● **Tarefa 1**: No texto sobre a reorganização das famílias após o diagnóstico, em que ano a situação do paciente que foi morar com uma tia começou a melhorar?
● **Tarefa 2**: Dê seguimento ao texto sobre a reorganização das famílias após o diagnóstico, a partir da última frase apresentada.

● **Texto**:
☆ ☆ ☆ ☆ ☆

A reorganização das famílias após a manifestação da doença das entrevistadas deu-se algumas de forma imediata como é o caso da F2, onde a mãe procurou por ajuda e informações logo após o diagnóstico da doença. Embora tenha passado por períodos difíceis, hoje seu filho demonstra levar uma vida praticamente normal. Algo que ajudou, segundo o depoimento da mãe, foi a sua união com um novo companheiro que assumiu o papel de pai do paciente, e este o aceitou plenamente.

––– “[…] família é pai, mãe, filho, ai eu entendi que a referencia masculina era importante porque o que eu não consigo fazer como mãe, tem ele pra ajudar”.

Nesse sentido, podemos entender que a formação tradicional de família nuclear (pai, mãe, filho) colaborou para manutenção no tratamento do paciente. Em contra partida a F2 que também era formada por mãe e um padrasto não ocorria isso, devido a não aceitação da doença por parte do padrasto do paciente, o que resultava em discussões ocasionando elevação do estresse emocional e, consequentemente, novos surtos, obrigando o paciente a deixar sua família de origem e ir morar com uma tia. A situação do paciente só começou a melhorar a um ano atrás (em 2013) quando sua mãe separou-se e assumiu novamente os cuidados do filho. Agora, o que se pode observar diante dos relatos de mãe e filho é que ele melhor muito e tem muito apreço pela sua mãe.

☆ ☆ ☆ ☆ ☆

● **Dados fornecidos**:
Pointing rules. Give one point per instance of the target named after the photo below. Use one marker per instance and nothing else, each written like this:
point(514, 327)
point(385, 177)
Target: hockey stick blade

☆ ☆ ☆ ☆ ☆

● **Resposta 1**: Em 2013, quando a mãe se separou e assumiu novamente os cuidados do filho.

● **Resposta 2**:
Já a F3 também era povoada por brigas e discussões devido ao não entendimento sobre a doença e seus sintomas, sendo que esse paciente em especial permaneceu, segundo a mãe, por 25 anos vivendo de forma agressiva e sempre estressado. De acordo com o depoimento da mãe, o filho iniciou uma melhora significativa a cerca de cinco anos atrás, período esse que coincidentemente ou não, seu esposo faleceu. Essa hipótese não foi verbalizada pela mãe do paciente nem tão pouco pelo pesquisador na hora, mas é o que parece ter ocorrido, já que o pai do paciente foi citado pela mãe como sendo muito “grosso” e que nunca quis entender a doença do filho.

Todas as famílias entrevistadas relatam que hoje o paciente está bem comparando a anos atrás, ou seja tiveram uma melhora significativa, isso em parte pelo atendimento do CAPS e em parte pelo laço afetivo construído na família.

Autor: Leandro Zanon

Se você deseja ler o trabalho completo com todas as referências, ou deseja saber mais, basta acessa o link abaixo:

Esquizofrenia: A Relação e o Convívio Familiar com a Doença

2 Comentários

  1. Gostei muitíssimo ler sobre o assunto, aconteceu q achei por um acaso, creio nas providências de Deus, pois tenho um filho que toma remédio há 12 anos, tem algumas recaídas. Hj.por exemplo fui ao médico para falar sobre o novo remédio que ele está tomando e sobre uma perícia médica que vai fazer. Fiquei mto.feliz em conhecer esta página, pois os relatos aqui são parecidos com os vividos por nós. Sinto-me, hoje, mais segura e entendendo mais sobre a doença. Deixo aqui o meu testemunho: O que me fortalece é a confiança que tenho em Deus é quem me segura, me sustenta e me faz caminhar na certeza que jamais esmorecerei. Peço sempre muita paciência e sabedoria para enxergar com amor e tolerância. Obrigada a vcs.por abordarem o assunto que ajuda-nos bastante

    • Que bom que gostou da matéria Angela. A esquizofrenia é uma doença bem complexa, por isso sempre chamou minha atenção durante a faculdade e foi o que motivou meu TCC na época. É preciso muita força e compreensão por parte dos familiares, por isso admiro quem consegue seguir firme nessa jornada.